### TASK REQUIREMENTS
Each line in the entries below that holds the word "sneaker" belongs in the answer.
====== EXTRACTED DATA
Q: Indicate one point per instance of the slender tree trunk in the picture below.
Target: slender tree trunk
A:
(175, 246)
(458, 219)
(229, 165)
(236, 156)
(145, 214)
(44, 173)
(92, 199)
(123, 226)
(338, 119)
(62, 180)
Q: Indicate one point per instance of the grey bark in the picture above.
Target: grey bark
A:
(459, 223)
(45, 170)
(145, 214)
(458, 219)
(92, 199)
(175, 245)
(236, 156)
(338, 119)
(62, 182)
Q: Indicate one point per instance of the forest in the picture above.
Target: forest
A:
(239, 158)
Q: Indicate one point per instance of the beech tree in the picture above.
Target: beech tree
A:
============
====== EXTRACTED DATA
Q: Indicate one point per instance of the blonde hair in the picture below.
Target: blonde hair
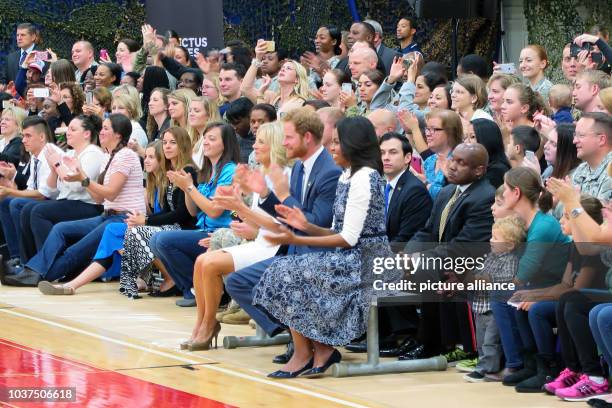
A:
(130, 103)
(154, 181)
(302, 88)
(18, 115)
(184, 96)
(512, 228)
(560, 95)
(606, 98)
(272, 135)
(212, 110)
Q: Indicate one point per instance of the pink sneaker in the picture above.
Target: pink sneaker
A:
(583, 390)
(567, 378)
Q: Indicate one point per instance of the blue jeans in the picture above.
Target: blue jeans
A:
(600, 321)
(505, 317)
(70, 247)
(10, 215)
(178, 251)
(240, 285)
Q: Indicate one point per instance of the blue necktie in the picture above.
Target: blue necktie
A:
============
### EXERCISE RESPONSE
Q: Indicate one point per instance of the pink sneaker in the picture above.
Target: pink sneaker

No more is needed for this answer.